Goethes Briefe: GB 2, Nr. 65
An Elisabeth Jacobi

Frankfurt a. M. , 3. November 1773. Mittwoch → 〈Düsseldorf〉


Hier schick ich Mamagen ein Geles, ists nicht das beste; ists doch das neuste und so gut als ich's habe.

Die Bogen der Comödien heben sie auf, ich schicke die übrigen nach und nach.

Auch ein Paar Hochzeitkarmens, und dann viel Grüse von uns allen. Ists dem lieben Bübgen wohl? ​1 und wie heissts? Ubrigens wird Tante und Lolo, Ihnen erzählt haben von uns und unsrer Wirthschafft, die sich zwar nicht mit Worten beschreiben lässt, sie ist bunter und monotoner als eine Chinoise.

Meine Wette sodann, liebe Frau meine Wette! Gehts denn überall wie bey Gericht? Halb Part hab ich ia schon gesagt, und drüber versprech ich Ihnen noch zwey Sinngedichte.

Der Töpfer ist hier mit grosem Beyfall aufgeführt worden. / Dass aber ia keine Freude rein sey, will der Verlag seiner Partitur nicht aus der Stelle.

Nun Adieu wieder auf eine Weile, und Täntgen und Lotten2 versichert dass ich immer der Alte binn. Frfurt am 3 Nov. 1773    Goethe.

  1. wohl,​?​ ↑
  2. Lol​tten​ ↑

H: GSA Weimar, Sign.: 51/II,12,1, Bl. 2–3. – Doppelblatt 11,7 × 19,2 (–19,4) cm, 1 ⅓ S. beschr., egh., Tinte.

E: Goethe-Jacobi (1846), 8 f., Nr 2.

WA IV 2 (1887), 121, Nr 181.

1)  Manuskript des „Jahrmarktsfests zu Plundersweilern“ (vgl. die zweite Erläuterung zu 51,22).

2)  Manuskript unbekannten Inhalts; Elisabeth Jacobi spricht von einem „Roman“ (vgl. die zweite Erläuterung zu 51,22 sowie Elisabeth Jacobis Antwortbrief im Anschluss an die folgenden Erläuterungen).

3)  Manuskript von „Des Künstlers Erdewallen“ (vgl. die zweite Erläuterung zu 51,22).

4)  Druckbogen der „Lustspiele nach dem Plautus“ von Lenz (vgl. zu 51,24).

5)  Manuskripte von Hochzeitsgedichten aus dem Familien- und Bekanntenkreis für Cornelia Goethe (vgl. zu 52,1).

Ein Bezugsbrief ist nicht bekannt. – Elisabeth Jacobi antwortete am 6. November 1773 (vgl. RA 1, 52, Nr 13; Brief abgedruckt im Anschluss an die folgenden Erläuterungen).

Mamagen] Anrede Goethes für Elisabeth Jacobi (vgl. die einleitende Erläuterung zu Nr 53).

_ _ _ _ _

> _Aufgabenstellung A_
Wann antwortete Elisabeth Jacobi laut dem Goethe-Brief vom 3. November 1773?
> _Aufgabenstellung B_
Schreiben Sie den Goethe-Brief vom 3. November 1773 samt seinen Erläuterungen im Anschluss an die letzte Zeile weiter.

[Datensätze zur Regionsbeschriftung]

_ _ _ _ _

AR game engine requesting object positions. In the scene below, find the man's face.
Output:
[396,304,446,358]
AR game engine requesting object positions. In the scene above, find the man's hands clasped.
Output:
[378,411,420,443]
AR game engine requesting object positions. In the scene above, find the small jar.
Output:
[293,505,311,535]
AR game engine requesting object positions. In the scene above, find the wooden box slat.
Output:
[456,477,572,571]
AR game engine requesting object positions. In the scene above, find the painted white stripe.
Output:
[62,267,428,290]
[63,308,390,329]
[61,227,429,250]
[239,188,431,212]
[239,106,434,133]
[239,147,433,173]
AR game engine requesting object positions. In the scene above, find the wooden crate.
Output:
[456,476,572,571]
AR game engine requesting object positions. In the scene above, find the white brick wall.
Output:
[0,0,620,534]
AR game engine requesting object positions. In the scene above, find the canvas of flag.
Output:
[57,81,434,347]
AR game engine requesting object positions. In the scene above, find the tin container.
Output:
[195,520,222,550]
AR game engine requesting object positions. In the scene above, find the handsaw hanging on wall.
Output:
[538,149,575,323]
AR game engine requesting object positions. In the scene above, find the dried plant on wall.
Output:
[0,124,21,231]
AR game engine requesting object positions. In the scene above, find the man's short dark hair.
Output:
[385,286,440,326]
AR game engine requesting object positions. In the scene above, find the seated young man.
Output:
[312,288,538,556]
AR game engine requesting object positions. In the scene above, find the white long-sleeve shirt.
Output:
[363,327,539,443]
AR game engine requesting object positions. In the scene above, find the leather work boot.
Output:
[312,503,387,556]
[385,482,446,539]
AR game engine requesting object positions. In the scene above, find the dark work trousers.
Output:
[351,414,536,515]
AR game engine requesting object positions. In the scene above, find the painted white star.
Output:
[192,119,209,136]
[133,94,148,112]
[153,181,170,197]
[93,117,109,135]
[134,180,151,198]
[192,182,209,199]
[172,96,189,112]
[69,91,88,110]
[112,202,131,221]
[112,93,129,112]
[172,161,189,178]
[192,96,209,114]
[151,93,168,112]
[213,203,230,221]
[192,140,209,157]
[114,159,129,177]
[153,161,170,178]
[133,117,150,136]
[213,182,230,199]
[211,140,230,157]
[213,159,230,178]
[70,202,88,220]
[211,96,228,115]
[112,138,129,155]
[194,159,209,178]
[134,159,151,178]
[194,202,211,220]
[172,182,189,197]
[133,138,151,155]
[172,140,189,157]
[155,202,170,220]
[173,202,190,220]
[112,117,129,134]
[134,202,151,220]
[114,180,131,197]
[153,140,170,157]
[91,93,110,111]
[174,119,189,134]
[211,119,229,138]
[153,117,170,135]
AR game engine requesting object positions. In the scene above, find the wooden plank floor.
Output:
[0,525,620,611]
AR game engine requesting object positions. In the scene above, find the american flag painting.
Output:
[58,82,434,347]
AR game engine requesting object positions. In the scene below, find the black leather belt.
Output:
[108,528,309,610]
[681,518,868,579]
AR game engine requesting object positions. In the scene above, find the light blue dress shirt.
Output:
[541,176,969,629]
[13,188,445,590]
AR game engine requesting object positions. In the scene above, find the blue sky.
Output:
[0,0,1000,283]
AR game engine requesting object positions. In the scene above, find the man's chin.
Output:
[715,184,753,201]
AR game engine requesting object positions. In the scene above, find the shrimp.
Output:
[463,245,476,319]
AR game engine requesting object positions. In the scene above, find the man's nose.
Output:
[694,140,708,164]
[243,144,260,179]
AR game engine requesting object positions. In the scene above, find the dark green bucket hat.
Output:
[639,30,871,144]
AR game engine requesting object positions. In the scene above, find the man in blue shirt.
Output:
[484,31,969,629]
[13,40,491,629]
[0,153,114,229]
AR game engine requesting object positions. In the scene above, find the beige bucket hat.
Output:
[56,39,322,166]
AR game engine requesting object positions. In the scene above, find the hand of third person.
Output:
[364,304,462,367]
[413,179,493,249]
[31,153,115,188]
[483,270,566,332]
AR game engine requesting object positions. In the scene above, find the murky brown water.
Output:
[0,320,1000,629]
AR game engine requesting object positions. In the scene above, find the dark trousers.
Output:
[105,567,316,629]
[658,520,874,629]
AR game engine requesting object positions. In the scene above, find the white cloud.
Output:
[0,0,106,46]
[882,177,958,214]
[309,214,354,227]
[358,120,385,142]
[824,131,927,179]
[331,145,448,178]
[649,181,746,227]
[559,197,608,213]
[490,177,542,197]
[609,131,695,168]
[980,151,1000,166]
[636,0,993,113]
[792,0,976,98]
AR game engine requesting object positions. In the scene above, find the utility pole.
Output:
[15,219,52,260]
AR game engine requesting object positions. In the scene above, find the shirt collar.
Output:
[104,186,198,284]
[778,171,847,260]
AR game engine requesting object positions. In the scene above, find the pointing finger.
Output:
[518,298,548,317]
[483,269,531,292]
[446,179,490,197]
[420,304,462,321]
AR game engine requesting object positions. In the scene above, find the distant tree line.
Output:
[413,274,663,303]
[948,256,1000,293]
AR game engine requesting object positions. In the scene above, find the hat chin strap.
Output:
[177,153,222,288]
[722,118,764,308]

_ _ _ _ _

> _Antwort zur Aufgabe A_
Am 6. November 1773.

> _Antwort zur Aufgabe B_
Geles] „Lesestoff, Lektüre“ (Südhessisches Wörterbuch 2, 1227); das Wort findet sich auch in Johann Georg Schlossers Rezension des „Götz“, abgedruckt in der Erläuterung zu 30,8. – Die Sendung enthielt ein Manuskript von Goethes „Jahrmarktsfest zu Plundersweilern“ (vgl. Friedrich Heinrich Jacobis Brief an Wieland, 6. November 1773, zitiert in der Erläuterung zu 40,6–7). In Elisabeth Jacobis Antwortbrief ist ferner von einem „zugeschickten Roman“ und einem „Drama“ die Rede, in welchem die „Venus Rede“ sehr ergötzlich gewesen sei. Der Roman ist nicht bekannt; mit dem Drama ist „Des Künstlers Erdewallen“ gemeint (zur ‚Venusrede‘ vgl. DjG​3 3, 339 f.).

Bogen der Comödien] Druckbogen von Jakob Michael Reinhold Lenz' Übersetzung „Lustspiele nach dem Plautus“.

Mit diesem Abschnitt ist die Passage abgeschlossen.